- ITEMS:
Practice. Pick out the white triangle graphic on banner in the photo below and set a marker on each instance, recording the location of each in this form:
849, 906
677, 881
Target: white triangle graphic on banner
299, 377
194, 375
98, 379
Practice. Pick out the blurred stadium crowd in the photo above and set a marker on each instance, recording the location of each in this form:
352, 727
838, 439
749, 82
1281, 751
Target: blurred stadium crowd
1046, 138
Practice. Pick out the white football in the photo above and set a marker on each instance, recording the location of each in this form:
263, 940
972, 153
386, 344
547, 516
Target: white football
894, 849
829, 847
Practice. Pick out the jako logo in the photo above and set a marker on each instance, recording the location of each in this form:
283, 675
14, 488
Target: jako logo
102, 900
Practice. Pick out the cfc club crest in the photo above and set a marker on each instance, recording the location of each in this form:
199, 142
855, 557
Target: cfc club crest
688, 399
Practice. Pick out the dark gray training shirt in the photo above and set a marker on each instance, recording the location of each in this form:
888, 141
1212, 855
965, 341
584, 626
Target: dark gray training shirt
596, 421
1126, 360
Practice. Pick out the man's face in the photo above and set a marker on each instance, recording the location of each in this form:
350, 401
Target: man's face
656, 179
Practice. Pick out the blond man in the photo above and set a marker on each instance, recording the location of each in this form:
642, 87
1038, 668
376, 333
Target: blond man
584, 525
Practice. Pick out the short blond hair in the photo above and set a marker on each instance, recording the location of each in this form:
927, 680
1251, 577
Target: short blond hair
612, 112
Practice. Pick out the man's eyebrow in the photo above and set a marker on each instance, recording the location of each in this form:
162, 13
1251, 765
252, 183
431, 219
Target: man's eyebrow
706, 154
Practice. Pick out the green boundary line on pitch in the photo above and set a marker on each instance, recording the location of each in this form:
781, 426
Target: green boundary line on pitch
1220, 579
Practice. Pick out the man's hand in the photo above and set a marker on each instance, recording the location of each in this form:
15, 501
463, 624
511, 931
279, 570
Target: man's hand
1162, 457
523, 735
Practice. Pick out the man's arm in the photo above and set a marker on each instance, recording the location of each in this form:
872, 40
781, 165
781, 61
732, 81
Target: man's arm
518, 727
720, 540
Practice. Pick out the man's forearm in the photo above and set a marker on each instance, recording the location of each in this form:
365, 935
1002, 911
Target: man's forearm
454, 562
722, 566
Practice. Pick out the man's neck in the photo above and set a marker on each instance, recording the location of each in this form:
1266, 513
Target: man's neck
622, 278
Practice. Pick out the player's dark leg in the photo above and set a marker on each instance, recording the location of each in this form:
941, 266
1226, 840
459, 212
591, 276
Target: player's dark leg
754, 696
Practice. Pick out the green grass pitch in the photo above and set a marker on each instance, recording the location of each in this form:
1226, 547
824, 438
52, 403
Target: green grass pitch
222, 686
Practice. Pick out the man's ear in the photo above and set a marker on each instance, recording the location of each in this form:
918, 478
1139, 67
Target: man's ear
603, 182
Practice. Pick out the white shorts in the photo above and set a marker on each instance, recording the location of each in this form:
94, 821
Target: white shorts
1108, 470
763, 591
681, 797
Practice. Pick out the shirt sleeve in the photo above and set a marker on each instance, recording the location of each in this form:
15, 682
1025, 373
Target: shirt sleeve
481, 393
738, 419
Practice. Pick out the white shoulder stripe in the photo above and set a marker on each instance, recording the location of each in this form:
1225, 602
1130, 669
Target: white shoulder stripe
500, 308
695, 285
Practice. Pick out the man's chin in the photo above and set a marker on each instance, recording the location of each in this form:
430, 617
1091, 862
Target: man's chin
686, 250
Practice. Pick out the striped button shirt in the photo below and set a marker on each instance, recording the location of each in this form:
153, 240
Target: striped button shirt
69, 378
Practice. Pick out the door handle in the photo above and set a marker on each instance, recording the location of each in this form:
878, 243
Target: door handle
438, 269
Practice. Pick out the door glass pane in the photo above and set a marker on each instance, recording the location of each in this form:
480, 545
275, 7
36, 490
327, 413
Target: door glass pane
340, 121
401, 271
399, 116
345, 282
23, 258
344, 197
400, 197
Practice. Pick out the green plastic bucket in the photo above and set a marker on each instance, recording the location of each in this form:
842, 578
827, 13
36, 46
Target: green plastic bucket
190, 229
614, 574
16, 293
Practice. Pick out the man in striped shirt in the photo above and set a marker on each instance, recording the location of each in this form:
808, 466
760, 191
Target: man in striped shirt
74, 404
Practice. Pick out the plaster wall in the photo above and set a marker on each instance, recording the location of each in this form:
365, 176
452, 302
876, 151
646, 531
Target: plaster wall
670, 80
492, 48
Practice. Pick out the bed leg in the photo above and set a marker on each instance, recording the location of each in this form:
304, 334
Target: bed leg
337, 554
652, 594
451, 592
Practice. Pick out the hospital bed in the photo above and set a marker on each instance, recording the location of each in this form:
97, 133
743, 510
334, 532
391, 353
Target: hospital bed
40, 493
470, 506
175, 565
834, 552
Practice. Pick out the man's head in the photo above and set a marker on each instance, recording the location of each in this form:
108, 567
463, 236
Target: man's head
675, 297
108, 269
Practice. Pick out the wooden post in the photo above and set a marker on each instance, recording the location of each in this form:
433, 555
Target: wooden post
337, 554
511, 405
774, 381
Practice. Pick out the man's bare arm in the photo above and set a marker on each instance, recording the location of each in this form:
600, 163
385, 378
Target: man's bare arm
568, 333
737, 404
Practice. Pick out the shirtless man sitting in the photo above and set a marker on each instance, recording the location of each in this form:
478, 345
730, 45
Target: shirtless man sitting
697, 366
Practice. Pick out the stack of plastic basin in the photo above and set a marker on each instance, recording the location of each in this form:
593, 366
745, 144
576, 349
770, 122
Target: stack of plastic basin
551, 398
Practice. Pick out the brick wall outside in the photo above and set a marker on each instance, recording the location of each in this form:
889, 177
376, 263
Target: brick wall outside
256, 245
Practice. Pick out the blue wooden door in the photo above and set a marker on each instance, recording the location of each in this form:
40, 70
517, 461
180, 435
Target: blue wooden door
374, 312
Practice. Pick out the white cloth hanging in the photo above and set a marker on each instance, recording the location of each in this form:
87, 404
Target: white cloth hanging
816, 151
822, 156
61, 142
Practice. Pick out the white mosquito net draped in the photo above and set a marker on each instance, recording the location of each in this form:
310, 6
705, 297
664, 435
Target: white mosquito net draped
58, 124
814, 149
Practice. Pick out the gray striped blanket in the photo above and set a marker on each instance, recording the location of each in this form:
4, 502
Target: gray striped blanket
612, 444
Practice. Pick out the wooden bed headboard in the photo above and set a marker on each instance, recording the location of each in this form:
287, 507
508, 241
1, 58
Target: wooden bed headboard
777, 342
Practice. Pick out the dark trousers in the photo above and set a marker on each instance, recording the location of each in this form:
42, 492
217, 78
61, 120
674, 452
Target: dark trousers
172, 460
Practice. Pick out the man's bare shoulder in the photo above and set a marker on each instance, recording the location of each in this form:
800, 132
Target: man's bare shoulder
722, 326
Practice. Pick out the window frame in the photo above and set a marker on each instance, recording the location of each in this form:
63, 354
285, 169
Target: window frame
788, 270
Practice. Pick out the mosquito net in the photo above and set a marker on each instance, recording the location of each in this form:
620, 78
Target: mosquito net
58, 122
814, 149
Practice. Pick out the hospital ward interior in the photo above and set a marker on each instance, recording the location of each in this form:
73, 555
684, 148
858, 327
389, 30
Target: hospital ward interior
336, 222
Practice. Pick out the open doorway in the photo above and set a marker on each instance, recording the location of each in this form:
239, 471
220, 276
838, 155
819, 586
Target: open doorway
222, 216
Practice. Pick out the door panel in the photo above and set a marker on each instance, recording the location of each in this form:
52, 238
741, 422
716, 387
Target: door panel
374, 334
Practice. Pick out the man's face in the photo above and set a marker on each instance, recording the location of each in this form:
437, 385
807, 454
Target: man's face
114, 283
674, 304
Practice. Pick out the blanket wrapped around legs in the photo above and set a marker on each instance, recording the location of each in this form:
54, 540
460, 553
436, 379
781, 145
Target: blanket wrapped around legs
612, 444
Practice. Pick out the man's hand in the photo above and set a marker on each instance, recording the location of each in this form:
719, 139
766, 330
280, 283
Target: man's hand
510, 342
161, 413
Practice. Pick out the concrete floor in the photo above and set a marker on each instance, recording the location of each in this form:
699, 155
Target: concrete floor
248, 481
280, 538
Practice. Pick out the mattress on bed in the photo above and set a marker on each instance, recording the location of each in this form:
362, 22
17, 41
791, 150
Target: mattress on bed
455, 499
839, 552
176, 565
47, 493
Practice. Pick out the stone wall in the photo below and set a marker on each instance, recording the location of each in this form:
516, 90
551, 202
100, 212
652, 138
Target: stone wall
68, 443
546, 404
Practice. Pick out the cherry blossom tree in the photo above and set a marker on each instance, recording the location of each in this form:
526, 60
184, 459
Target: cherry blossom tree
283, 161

- TASK DIRECTIONS: Reproduce the stretch from the line containing "Practice. Pick out the cherry" through the end of the data, substituting "pin" for "marker" and leaving everything else unchanged.

- TASK OUTPUT:
Practice. Pick out the cherry blossom tree in the photo above and set a pin on each instance, recording the location of each in this form:
526, 60
184, 459
Target: cherry blossom tree
283, 161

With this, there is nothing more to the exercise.